(Image-grounded pointing data)

----------------

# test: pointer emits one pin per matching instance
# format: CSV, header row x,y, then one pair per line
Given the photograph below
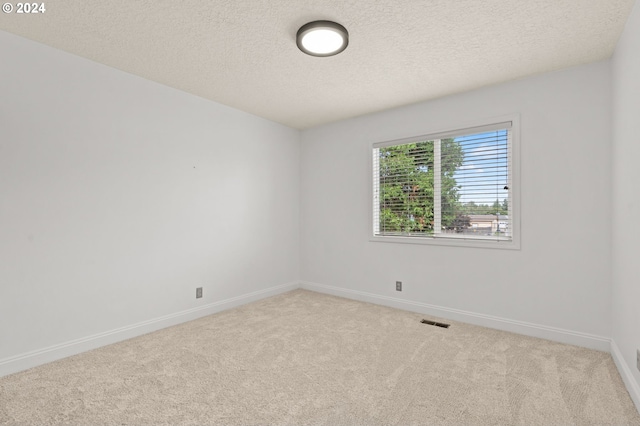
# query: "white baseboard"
x,y
52,353
627,375
528,329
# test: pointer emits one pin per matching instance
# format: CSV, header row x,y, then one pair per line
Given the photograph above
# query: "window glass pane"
x,y
454,187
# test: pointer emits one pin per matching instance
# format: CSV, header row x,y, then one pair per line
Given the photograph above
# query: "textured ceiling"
x,y
242,53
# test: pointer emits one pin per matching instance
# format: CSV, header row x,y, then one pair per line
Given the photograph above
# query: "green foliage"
x,y
406,187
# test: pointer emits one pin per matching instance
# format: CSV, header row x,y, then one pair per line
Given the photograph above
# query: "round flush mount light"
x,y
322,38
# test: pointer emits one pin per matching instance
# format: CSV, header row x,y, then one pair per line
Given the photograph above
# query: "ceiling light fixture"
x,y
322,38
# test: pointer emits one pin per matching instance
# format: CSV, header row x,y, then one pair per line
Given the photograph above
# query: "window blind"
x,y
449,185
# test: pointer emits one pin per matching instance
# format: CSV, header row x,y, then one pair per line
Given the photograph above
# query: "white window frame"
x,y
453,240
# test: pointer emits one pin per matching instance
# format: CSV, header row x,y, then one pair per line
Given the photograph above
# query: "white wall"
x,y
119,196
560,279
626,205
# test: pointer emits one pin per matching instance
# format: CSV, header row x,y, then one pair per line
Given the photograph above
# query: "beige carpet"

----------------

Restate the records word for word and drop the images.

> _WRITTEN RESPONSE_
# test: pointer emits one pin per matching instance
# format: CSV, header row x,y, then one pair per line
Given the photograph below
# query: "white baseboard"
x,y
52,353
627,375
528,329
# test: pointer emits one pin per matching instance
# format: CSV, header row x,y, then one pair per line
Given the photograph above
# query: "window glass pane"
x,y
454,187
# test: pointer emits one pin per matching instance
# format: CSV, header row x,y, then one pair per line
Given the photograph above
# query: "textured ceiling"
x,y
242,53
# test: pointer emits one pin per matching instance
# format: CSV, header row x,y, then one pair per line
Given the photograph above
# query: "green foliage"
x,y
406,187
# test: pointer emits one pin per matching instance
# format: CSV, header row x,y, then one pair per line
Given the photograph above
# query: "round flush mount light"
x,y
322,38
# test: pointer emits one pin per matching instance
# format: CSV, header row x,y, then one pair per line
Given the photograph above
# query: "ceiling light fixture"
x,y
322,38
# test: pointer emits one pin per matching instance
# format: CSV, header row x,y, then one pair per line
Given the photograph above
# query: "window blind"
x,y
449,185
# test: pointer emits one pin per matching instance
# format: CSV, header row x,y, then one pair per line
Given the photograph above
# query: "white window frame"
x,y
453,240
# test: pointer emits one pin per matching instance
# format: CSV, header row x,y, then one pair per line
Given the photograph above
# query: "white wall"
x,y
119,196
560,279
626,205
# test: pointer emits one pin per matching instance
# format: CSV, header row x,y, then one pair per line
Given the photograph above
# query: "beige carpet"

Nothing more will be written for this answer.